## Document segment

-*-*-

Editor’s note: Tom Rice, who represents the 7th District in Congress, was in Florence Tuesday and said this: “Let’s do the seismic testing so we know what’s there. Until we know what’s there we can’t make any rational decisions about it.

Myrtle Beach City Council voted against offshore drilling on Tuesday.

The subjects of seismic testing and offshore drilling are the most profound issues ever to rock our little local world in the almost 50 years I have called this area home. I have had my say – and many others have chimed in. I have had my say again and backed off to consider other views – and now I am at a point of disbelief.

After two years of reading, listening and digesting, I am in total disbelief that this issue is still alive, and that the Republican representatives I helped elect are all in on these ridiculous ideas.

As we all listen to the same discredited data from the Quest Report (a document funded by the American Petroleum Institute) over and

over again – voiced by politicians who have received massive donations and PAC money from Big Oil – we grow tired of the message.

Then we see some of our neighbors and fellow veterans buy into the same horse hockey to the point that they mimic the same bad information through sham alliances and councils.

Seismic testing is not harmless. In fact, it is not allowed in the Pacific Ocean off the west coast of the Continental U.S. – because the folks out there believe the science and have had enough devastation at the hands of Big Oil to the point where offshore drilling has been

banned for decades.

But, as we saw in Santa Barbara a few weeks ago, they are still suffering the consequences of allowing it to occur at all.

The government’s own Environmental Impact Statement has predicted that there would be hundreds of thousands of disruptions of life cycles, deafening, disorientation and death of marine mammals as a result of seismic testing in the Southeast Atlantic. The same EIS predicted many millions more of disruptions in migration patterns and reproductive activity amongst fish and other ocean creatures.

-*-*-

## Dataset extract
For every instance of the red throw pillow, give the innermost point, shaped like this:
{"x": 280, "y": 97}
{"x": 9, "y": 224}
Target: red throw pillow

-*-*-

## Exercise instructions
[a] Copy the passage of the opinion piece on seismic testing from "The subjects of" up to and including "these ridiculous ideas.".
[b] According to the opinion piece on seismic testing, which organization funded the Quest Report?
[c] List every effect on marine mammals that, according to the opinion piece on seismic testing, the government's Environmental Impact Statement predicted from seismic testing in the Southeast Atlantic.

## Complete answers
[a]
The subjects of seismic testing and offshore drilling are the most profound issues ever to rock our little local world in the almost 50 years I have called this area home. I have had my say – and many others have chimed in. I have had my say again and backed off to consider other views – and now I am at a point of disbelief.

After two years of reading, listening and digesting, I am in total disbelief that this issue is still alive, and that the Republican representatives I helped elect are all in on these ridiculous ideas.

[b] The American Petroleum Institute

[c]
- Disruptions of life cycles
- Deafening
- Disorientation
- Death